*What you should do*
Please reproduce each of the lines below word for word, leaving out the pictures.
********************
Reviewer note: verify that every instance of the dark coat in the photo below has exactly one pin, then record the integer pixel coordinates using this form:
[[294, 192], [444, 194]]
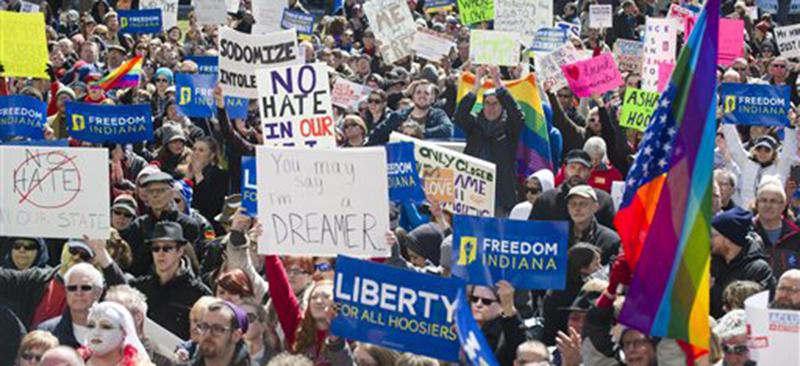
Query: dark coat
[[552, 205], [750, 265], [495, 142], [169, 304]]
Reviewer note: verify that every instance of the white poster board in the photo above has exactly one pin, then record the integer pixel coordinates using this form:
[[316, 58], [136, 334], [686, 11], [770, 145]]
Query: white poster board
[[54, 192], [394, 26], [660, 39], [773, 335], [240, 55], [523, 16], [488, 47], [295, 105], [459, 182], [323, 203]]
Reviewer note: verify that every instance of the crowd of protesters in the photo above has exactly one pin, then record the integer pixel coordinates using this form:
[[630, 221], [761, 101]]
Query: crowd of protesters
[[182, 253]]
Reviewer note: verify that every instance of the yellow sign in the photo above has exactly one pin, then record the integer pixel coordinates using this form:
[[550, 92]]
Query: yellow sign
[[23, 45]]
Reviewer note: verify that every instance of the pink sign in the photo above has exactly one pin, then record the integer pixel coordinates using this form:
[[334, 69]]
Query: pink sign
[[595, 75], [664, 74]]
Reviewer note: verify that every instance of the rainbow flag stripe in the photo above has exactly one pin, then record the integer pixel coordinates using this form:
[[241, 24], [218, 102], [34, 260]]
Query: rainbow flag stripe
[[665, 216], [533, 151], [125, 76]]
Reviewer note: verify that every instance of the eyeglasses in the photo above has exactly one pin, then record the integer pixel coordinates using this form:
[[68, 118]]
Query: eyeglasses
[[82, 288], [215, 329], [482, 300], [165, 248]]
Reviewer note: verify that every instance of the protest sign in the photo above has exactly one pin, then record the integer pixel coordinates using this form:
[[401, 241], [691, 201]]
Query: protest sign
[[629, 55], [637, 107], [432, 47], [548, 40], [210, 12], [531, 255], [347, 94], [295, 105], [249, 186], [140, 21], [490, 47], [404, 182], [660, 40], [168, 9], [772, 334], [595, 75], [23, 45], [54, 192], [600, 16], [21, 115], [301, 22], [523, 16], [122, 124], [475, 11], [240, 55], [394, 308], [456, 181], [323, 203], [394, 26], [788, 39], [755, 104]]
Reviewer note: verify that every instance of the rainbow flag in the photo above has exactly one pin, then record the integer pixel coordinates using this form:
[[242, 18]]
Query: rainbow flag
[[125, 76], [533, 151], [665, 216]]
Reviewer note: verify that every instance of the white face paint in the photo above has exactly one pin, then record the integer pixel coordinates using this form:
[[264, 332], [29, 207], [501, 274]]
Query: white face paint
[[104, 335]]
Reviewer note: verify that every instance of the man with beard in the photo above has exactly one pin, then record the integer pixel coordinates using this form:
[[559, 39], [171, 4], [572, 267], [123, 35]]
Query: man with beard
[[787, 294], [221, 336], [552, 204]]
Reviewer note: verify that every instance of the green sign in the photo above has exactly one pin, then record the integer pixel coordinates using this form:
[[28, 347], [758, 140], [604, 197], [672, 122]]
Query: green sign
[[637, 107]]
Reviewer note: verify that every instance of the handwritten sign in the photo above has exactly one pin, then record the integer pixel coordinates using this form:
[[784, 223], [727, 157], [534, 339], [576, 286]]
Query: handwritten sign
[[600, 16], [595, 75], [54, 192], [323, 203], [475, 11], [788, 39], [523, 16], [494, 47], [240, 55], [394, 26], [459, 182], [660, 40], [347, 94], [295, 105], [637, 107]]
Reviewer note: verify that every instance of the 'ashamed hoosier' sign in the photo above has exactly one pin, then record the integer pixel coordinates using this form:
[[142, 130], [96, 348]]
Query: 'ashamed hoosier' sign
[[323, 202], [397, 309]]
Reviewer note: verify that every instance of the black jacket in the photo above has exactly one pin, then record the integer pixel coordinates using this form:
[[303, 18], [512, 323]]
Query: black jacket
[[169, 304], [552, 205], [750, 265], [495, 142]]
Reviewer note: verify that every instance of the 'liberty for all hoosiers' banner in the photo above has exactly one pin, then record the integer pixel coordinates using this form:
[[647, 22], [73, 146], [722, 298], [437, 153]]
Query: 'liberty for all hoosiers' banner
[[529, 254], [108, 123], [398, 309]]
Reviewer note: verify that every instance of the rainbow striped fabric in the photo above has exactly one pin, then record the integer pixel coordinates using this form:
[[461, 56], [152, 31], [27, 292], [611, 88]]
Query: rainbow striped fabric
[[533, 151], [125, 76], [665, 216]]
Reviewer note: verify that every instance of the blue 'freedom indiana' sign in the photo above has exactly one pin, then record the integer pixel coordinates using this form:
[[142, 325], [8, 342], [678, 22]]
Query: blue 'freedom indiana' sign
[[22, 116], [755, 104], [140, 21], [528, 254], [395, 308], [109, 123]]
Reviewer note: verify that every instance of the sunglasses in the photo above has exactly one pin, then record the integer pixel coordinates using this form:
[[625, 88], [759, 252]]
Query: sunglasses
[[82, 288], [165, 249], [482, 300]]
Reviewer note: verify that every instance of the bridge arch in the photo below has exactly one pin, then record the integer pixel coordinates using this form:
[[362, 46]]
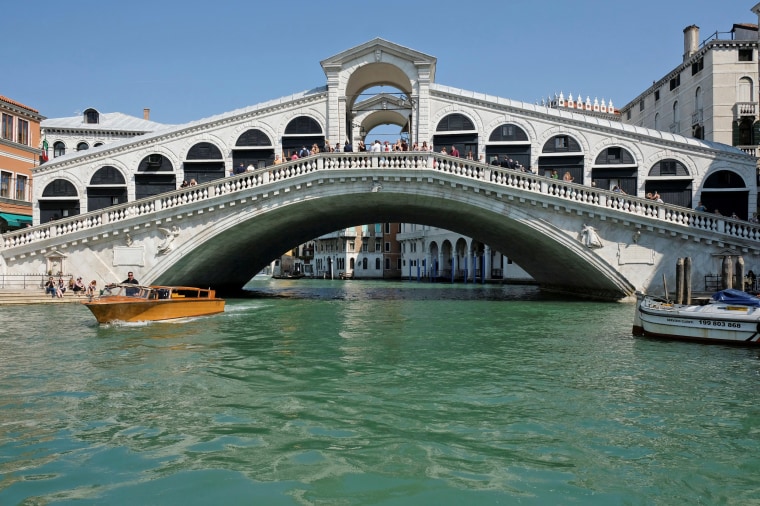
********************
*Exercise answer*
Reviewer note: verify that every instance of the dark coat in the photo below has exactly one pin, then record the integer pixel coordinates using this form:
[[294, 192], [444, 194]]
Query: dark coat
[[552, 205], [750, 265], [495, 142], [169, 304]]
Reviewer note: verify that every instance of the white poster board in the photo above has exactly one pin, then record the integer pixel coordinates using this form:
[[316, 58], [136, 334], [686, 11], [770, 145]]
Query: white poster board
[[54, 192], [394, 26], [660, 39], [773, 335], [240, 55], [523, 16], [488, 47], [295, 105], [459, 182], [323, 203]]
Reviewer note: verify that every instance of the crowd of protesters in the photo above has exactly one pin, then record the integer pixel coordinates using this form:
[[630, 221], [761, 101]]
Query: crowd of protesters
[[182, 253]]
Reviewer note: verify that every instance of the yellow sign in the photo above has exactly one pin, then record the integer pixel coordinates using this form:
[[550, 92]]
Query: yellow sign
[[23, 45]]
Reviewer note: verify that every instance of the pink sign in the photo above has exactly one pin, then record the integer pixel coordinates using this form:
[[334, 69]]
Query: pink sign
[[595, 75], [664, 74]]
Reviewer note: verify that every instance of the rainbow flag stripe in the photo above has exactly one pin, then record the integer pixel coordinates using this form:
[[241, 24], [218, 102], [34, 260]]
Query: rainbow flag stripe
[[665, 216], [533, 151], [125, 76]]
Reviewer note: verify that every instance of the eyeglasses in the photo above has exactly one pin, then record the integer pixel coordinates using this form:
[[68, 118]]
Query: eyeglasses
[[82, 288], [215, 329], [482, 300], [165, 248]]
Reviewer note: verify that every instance of the protest sign in the photo above has exactly one pin, then record the integer pixel coordinates using this form:
[[401, 241], [691, 201]]
Query: protest sign
[[629, 55], [637, 107], [432, 47], [548, 40], [210, 12], [531, 255], [347, 94], [295, 105], [249, 186], [140, 21], [490, 47], [404, 182], [660, 40], [168, 9], [772, 334], [595, 75], [23, 45], [54, 192], [600, 16], [21, 115], [301, 22], [523, 16], [122, 124], [475, 11], [240, 55], [394, 308], [456, 181], [323, 203], [394, 26], [788, 39], [755, 104]]
Reviewer note: verify that every instance of the rainbow flag in the photo above has exactly one pin, then record the integer pixel coordinates using this form:
[[242, 18]]
Query: rainbow flag
[[125, 76], [533, 151], [665, 216]]
Reviewer note: verify that every instance of the white face paint in the photo above has exactly one pin, then record the integer pixel coordinates using this form:
[[264, 332], [29, 207], [501, 274]]
Query: white face paint
[[104, 335]]
Reviewer note: verify that every instance of the man with beard in the photo above has exactly one pin, then record the integer pixel coordinates using this form:
[[559, 39], [171, 4], [572, 267], [123, 35]]
Query: man with beard
[[787, 294], [221, 336], [552, 204]]
Reviewer note: verify that every instance of the green sign in the photo above has exactly one pin, then record the integer pixel coordinates using this form:
[[28, 347], [758, 140], [604, 197], [672, 122]]
Query: green sign
[[637, 107]]
Reviewer note: verify that every instance of the handwritten sign in the photo above has exactly one pin, then record the integer pixel coordinates using this form:
[[784, 223], [727, 157], [534, 339], [576, 286]]
Query: handwritten sign
[[600, 16], [595, 75], [54, 192], [323, 203], [475, 11], [788, 39], [523, 16], [494, 47], [240, 55], [394, 26], [459, 182], [660, 40], [347, 94], [295, 105], [637, 107]]
Reviewer note: verify that every instance of the 'ashamed hoosier' sign in the photo above has exactly one pin, then record the integer pixel coordinates using this form:
[[142, 130], [96, 348]]
Query: 'ashamed hoosier' sign
[[323, 202], [397, 309]]
Reviewer note: verify that every instance of the black jacket in the photo above has exactly one pin, then record the integer pixel coordinates using this form:
[[303, 18], [512, 323]]
Query: black jacket
[[169, 304], [552, 205], [750, 265], [495, 142]]
Reviewer note: verify that every instance of the 'liberty for all hoosiers' banner in the photo above has exactly one pin, then record the integer pixel coordinates using this form:
[[647, 22], [73, 146], [722, 298], [437, 153]]
Query: 'liberty for all hoosiers' banner
[[529, 254], [108, 123], [398, 309]]
Reviewer note: verify that every instance of the rainbow striped fabric in the photo above has exactly one pin, then record the integer pixel coordinates using this form:
[[461, 56], [152, 31], [27, 292], [611, 88]]
Query: rainbow striped fabric
[[533, 151], [125, 76], [665, 216]]
Reviewer note: verify that every instance of the blue 'freedom indiana' sign in the photo above has exactly one pin, then record the integer pixel coordinates using this form:
[[142, 325], [8, 342], [678, 22]]
Query: blue 'freedom indiana' sign
[[22, 116], [755, 104], [140, 21], [528, 254], [395, 308], [109, 123]]
Reviewer note: verify that every instance of the sunglasses in the photo above has exactly one pin, then record the integer pixel coordinates using this form:
[[625, 88], [759, 252]]
Query: sunglasses
[[82, 288], [165, 249], [482, 300]]
Reviewer note: verify that every instance of the bridge arch in the photo below has exactly one pin, then record the integer pixel coordinates using this form:
[[362, 46]]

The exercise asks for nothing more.